Der Film «Sound of Metal» beginnt mit einem akustischen Feuerwerk: Wir befinden uns an einem Konzert, in einem kleinen Lokal, irgendwo im amerikanischen Hinterland.
Ruben schlägt schweissgebadet und wie in Trance wilde Rhythmen auf sein Schlagzeug. Seine Freundin Lou an der Gitarre schreit ins Mikrofon. Der Musikstil des Duos: irgendwo zwischen Punk und experimentellem Metal.
Plötzlich wird es still
Umso drastischer ist es, wenn es in Rubens lauter Welt plötzlich still wird. Vor einem Soundcheck durchdringt aus dem Nichts ein lautes Pfeifen seine Ohren. Danach ist nichts mehr wie vorher. Alles klingt nur noch wie aus weiter Ferne.
Panisch sucht Ruben den nächsten Arzt auf. Diagnose: Hörsturz. Ruben wird von Stunde zu Stunde weniger hören. Lauter Musik darf er sich ab jetzt nicht mehr aussetzen.

◆ Gezeigte Daten:
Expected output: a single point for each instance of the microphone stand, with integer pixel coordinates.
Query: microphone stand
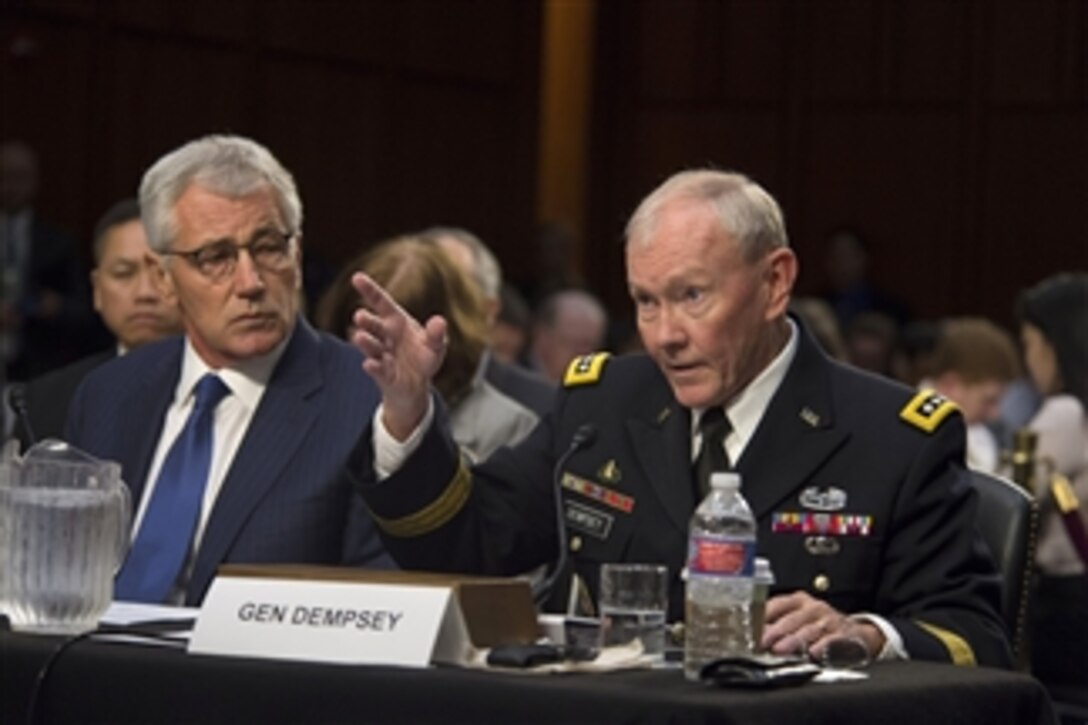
...
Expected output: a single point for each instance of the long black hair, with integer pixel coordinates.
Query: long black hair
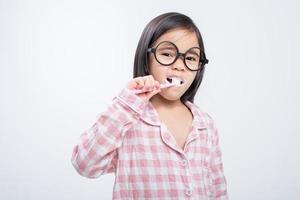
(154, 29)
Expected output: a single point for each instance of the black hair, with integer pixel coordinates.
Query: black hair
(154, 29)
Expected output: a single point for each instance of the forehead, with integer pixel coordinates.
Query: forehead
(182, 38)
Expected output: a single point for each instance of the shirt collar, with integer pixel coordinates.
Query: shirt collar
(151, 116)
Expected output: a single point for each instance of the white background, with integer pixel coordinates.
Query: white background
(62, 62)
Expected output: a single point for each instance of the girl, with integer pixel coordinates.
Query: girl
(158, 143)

◆ Zu erledigen: Gib den Abschnitt aus dem Text über den Film «Sound of Metal» wortgetreu wieder, beginnend mit „Ruben schlägt schweissgebadet“ und weiter bis einschließlich „aus weiter Ferne.“. Die Datensätze stammen aus einer anderen Quelle.

◆ Gelöste Aufgabe:
Ruben schlägt schweissgebadet und wie in Trance wilde Rhythmen auf sein Schlagzeug. Seine Freundin Lou an der Gitarre schreit ins Mikrofon. Der Musikstil des Duos: irgendwo zwischen Punk und experimentellem Metal.
Plötzlich wird es still
Umso drastischer ist es, wenn es in Rubens lauter Welt plötzlich still wird. Vor einem Soundcheck durchdringt aus dem Nichts ein lautes Pfeifen seine Ohren. Danach ist nichts mehr wie vorher. Alles klingt nur noch wie aus weiter Ferne.